Collected data entries
++++++++++++++++++++

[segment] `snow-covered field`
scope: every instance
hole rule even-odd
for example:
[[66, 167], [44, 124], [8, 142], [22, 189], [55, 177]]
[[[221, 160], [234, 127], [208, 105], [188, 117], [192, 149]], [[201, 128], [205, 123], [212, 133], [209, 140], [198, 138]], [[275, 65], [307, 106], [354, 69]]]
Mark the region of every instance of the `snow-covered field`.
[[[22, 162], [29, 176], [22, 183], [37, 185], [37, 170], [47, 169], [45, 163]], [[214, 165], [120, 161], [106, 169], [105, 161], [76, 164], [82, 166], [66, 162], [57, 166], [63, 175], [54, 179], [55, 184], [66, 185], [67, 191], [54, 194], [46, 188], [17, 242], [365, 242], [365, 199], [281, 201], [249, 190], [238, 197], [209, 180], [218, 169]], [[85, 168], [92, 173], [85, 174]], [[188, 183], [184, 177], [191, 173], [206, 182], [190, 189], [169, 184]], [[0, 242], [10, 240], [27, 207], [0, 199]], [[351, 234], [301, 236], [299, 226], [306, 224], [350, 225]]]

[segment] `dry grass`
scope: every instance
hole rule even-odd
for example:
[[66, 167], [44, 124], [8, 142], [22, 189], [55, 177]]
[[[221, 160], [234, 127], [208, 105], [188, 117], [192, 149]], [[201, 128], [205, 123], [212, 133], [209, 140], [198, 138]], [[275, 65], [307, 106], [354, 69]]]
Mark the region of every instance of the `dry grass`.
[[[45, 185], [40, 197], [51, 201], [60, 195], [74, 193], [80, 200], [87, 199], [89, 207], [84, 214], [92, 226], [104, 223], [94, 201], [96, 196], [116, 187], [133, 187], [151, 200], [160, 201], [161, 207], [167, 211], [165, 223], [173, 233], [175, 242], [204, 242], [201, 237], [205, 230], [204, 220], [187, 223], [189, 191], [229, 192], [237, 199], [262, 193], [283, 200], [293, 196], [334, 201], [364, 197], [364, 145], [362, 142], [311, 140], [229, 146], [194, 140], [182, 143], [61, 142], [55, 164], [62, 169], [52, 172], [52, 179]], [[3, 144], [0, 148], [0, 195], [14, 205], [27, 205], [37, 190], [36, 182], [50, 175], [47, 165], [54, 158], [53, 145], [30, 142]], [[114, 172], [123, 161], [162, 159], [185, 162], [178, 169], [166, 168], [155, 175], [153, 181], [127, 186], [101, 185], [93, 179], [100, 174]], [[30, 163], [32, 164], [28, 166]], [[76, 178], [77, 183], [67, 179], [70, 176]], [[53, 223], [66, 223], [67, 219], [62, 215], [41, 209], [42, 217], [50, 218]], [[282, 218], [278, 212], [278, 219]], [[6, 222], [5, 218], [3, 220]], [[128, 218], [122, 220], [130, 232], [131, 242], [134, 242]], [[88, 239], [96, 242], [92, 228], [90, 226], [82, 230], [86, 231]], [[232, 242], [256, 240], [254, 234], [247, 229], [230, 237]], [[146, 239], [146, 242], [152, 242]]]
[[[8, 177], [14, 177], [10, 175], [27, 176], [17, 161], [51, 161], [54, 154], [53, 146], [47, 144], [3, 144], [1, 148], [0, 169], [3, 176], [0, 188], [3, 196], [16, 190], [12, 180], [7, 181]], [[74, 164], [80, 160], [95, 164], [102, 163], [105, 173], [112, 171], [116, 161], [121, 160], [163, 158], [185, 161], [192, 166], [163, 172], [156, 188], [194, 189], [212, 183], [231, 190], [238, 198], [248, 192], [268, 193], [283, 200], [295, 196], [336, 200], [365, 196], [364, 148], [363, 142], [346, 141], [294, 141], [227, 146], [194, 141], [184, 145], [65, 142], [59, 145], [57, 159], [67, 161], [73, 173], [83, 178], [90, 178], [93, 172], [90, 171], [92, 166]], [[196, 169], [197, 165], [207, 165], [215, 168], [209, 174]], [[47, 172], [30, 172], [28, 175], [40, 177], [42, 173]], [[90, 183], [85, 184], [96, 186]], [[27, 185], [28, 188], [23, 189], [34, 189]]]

++++++++++++++++++++

Written request
From the first line of the listing down to the line containing "224], [350, 225]]]", inclusive, give every line as a numbered list, leaving out any blank lines.

Task output
1. [segment] `snow-covered field`
2. scope: every instance
3. hole rule even-odd
4. for example:
5. [[66, 167], [44, 124], [8, 142], [22, 189], [55, 177]]
6. [[[221, 160], [234, 127], [208, 105], [188, 117], [192, 149]], [[201, 128], [205, 123], [212, 133], [209, 140], [198, 138]], [[275, 65], [307, 106], [354, 69]]]
7. Mark the region of every instance of the `snow-covered field`.
8. [[[22, 162], [29, 176], [22, 183], [37, 185], [37, 170], [47, 169], [45, 163]], [[214, 165], [120, 161], [106, 169], [105, 161], [76, 164], [82, 166], [66, 162], [57, 166], [63, 175], [54, 179], [55, 184], [66, 185], [67, 191], [54, 194], [46, 188], [17, 242], [365, 242], [365, 199], [281, 201], [249, 190], [238, 197], [209, 180], [218, 169]], [[85, 168], [92, 173], [85, 174]], [[188, 183], [184, 177], [191, 173], [206, 182], [190, 189], [169, 184]], [[0, 242], [10, 240], [27, 207], [0, 199]], [[351, 234], [301, 236], [299, 226], [306, 224], [350, 225]]]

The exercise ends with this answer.